**Kısa Görev 1**
Arda Turan'ı eleştiren habere göre Nagehan Alçı hangi kuruluşun yazarıdır?
**Kısa Görev 2**
Arda Turan'ı eleştiren haberi kaldığı yerden sürdürün.

Habertürk yazarı Nagehan Alçı, eşi Aslıhan Doğan'a soru soran bir gazeteciye, "Edepli ol, ne demek yasak. Senin kafanı gözünü kırarım, karımla konuşuyorsun" diyen Başakşehirli futbolcu Arda Turan'ı eleştirdi. "Şiddetin olabilecek en sinsi ve en tehlikeli türü birkaç gün önce karşımıza çıktI" diyerek anlattığı olaya ilişkin olarak, "Burada yalnızca muhabire değil tehdit, aynı zamanda son derece sinsi bir şekilde 'karısına' da ayar veriyor. Onu tanımlıyor, şekillendiriyor ve 'koruyor'. Aman dikkat, şiddet ve baskı zaten hep bu 'koruma' kılıfıyla örtülür. Kanmayın! Turan’ın yaptığı apaçık bir sindirme yöntemi!" yorumunda bulundu.
TIKLAYIN - Arda Turan'dan gazeteciye: Karımla konuşuyorsun, kafanı, gözünü kırarım!

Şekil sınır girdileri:
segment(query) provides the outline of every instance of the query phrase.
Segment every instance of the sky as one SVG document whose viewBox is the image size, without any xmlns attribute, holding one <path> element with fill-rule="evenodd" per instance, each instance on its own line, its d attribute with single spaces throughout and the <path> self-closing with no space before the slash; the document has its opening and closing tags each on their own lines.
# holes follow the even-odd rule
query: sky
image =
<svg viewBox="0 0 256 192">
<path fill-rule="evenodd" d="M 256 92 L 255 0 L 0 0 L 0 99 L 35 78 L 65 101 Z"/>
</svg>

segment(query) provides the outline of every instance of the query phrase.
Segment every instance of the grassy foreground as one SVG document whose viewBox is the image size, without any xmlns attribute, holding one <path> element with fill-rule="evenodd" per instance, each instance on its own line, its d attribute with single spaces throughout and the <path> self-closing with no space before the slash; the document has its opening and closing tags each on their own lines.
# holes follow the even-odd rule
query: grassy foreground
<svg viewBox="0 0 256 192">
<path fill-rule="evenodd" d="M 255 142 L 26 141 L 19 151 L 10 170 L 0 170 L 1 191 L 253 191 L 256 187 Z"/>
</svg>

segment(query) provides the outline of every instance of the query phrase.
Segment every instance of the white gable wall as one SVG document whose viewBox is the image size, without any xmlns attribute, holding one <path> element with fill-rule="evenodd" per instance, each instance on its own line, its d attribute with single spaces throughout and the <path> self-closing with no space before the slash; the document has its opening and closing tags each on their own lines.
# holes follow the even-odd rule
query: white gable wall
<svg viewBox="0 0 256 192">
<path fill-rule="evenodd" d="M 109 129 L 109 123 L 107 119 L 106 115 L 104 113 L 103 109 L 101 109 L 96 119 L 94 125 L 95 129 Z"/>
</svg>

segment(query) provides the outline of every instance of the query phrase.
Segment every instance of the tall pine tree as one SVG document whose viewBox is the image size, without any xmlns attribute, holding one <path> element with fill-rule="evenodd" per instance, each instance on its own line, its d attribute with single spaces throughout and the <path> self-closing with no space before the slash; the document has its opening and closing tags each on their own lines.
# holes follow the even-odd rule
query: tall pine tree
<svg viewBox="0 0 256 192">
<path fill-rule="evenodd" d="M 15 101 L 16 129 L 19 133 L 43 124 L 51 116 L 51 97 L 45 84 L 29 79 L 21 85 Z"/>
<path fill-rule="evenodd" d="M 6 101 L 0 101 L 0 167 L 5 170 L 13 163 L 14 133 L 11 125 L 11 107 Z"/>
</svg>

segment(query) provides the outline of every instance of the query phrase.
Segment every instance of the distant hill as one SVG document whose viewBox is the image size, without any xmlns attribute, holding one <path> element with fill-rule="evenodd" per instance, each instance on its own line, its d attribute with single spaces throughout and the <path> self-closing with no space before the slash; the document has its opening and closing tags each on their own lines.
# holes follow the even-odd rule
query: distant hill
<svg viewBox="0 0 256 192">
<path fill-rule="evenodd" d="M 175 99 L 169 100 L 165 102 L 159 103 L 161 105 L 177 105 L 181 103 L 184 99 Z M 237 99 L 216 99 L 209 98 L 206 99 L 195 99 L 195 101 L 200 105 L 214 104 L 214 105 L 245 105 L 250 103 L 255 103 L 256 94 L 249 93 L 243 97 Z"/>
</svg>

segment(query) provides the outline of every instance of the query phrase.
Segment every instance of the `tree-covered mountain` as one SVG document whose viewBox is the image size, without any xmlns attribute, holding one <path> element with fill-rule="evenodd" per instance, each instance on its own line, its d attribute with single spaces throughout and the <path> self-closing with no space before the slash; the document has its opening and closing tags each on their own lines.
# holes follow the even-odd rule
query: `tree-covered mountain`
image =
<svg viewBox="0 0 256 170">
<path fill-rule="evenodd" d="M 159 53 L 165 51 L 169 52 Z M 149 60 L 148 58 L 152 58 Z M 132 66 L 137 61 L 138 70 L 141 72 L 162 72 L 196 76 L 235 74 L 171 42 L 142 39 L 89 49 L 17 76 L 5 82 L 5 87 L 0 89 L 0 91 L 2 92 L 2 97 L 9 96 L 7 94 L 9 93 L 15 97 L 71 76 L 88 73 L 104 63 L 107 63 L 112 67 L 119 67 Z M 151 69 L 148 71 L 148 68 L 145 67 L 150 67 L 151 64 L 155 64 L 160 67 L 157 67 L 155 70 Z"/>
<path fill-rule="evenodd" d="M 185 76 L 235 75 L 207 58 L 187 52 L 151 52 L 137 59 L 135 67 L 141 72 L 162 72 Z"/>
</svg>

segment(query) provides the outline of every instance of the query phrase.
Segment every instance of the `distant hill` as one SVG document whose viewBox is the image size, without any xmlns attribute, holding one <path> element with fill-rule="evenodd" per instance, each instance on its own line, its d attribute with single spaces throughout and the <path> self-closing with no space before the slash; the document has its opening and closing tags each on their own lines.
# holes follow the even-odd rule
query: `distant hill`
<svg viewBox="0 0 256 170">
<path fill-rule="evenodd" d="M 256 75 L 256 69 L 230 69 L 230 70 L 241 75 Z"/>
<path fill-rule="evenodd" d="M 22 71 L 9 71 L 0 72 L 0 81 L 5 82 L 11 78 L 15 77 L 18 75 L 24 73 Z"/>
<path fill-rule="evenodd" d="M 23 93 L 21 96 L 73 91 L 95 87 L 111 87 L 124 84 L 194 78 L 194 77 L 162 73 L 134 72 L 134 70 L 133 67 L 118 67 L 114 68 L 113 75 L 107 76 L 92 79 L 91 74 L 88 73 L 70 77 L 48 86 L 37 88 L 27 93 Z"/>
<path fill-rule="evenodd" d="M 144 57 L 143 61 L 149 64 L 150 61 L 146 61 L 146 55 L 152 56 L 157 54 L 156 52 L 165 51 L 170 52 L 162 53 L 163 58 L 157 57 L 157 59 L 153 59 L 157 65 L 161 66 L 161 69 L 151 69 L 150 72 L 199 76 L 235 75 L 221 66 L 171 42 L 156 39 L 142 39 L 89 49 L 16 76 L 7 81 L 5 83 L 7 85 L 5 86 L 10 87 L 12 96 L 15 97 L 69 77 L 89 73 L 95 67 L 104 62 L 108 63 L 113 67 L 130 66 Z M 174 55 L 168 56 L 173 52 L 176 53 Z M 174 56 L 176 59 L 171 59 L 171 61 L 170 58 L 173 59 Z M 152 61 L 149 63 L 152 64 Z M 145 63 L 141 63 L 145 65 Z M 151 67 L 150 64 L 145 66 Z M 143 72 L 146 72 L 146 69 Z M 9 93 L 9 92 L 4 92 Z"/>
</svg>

**Alıştırma Yanıtı 1**
Habertürk

**Alıştırma Yanıtı 2**
Nagehan Alçı'nın, "Arda Turan ve kadına şiddet" başlığıyla (28 Mart 2018) yayımlanan yazısının ilgili bölümü şöyle:
Üzerimizi kalın bir örtü gibi kaplayan, nefes almamızı engelleyen, damarlarımızı tıkayan bir numaralı sorun “kadına bakış” sorunu. Kim ne derse desin, bu ülkenin en derin yarası bu. Katman katman bir yara.
Üst katmanları teşhis etmek kolay. Acı ama kolay. Kadına karşı şiddet haberlerini tıklayın, orada her gün görürsünüz. Karısını döven, bıçaklayan, öldüren erkekler... Hep de bir bahanesi olan erkekler: Kıskançlık, işsizlik, bunalım...
Amaa... Daha aşağı katmanlara doğru gittikçe... Üstteki yaranın iyileşmesine engel olan o alttaki tabakalara... O devamlı kanayan ama üzerinde başka şeyler olduğu için görünmeyen sinsi kısma...
Ah orayı bütün çıplaklığıyla bir eşeleyebilsek. Erkek bakışının o benmerkezci menzilinde normalleştirdikleriyle, her günkü hayatımıza yavaş yavaş alıştırarak soktuklarıyla yüzleşsek... Bu ülkede kadına karşı şiddetin sadece öldürülen ya da dövülen kadınlarla sınırlı olmadığını görsek... İşte yara esas o zaman iyileşmeye başlayacak!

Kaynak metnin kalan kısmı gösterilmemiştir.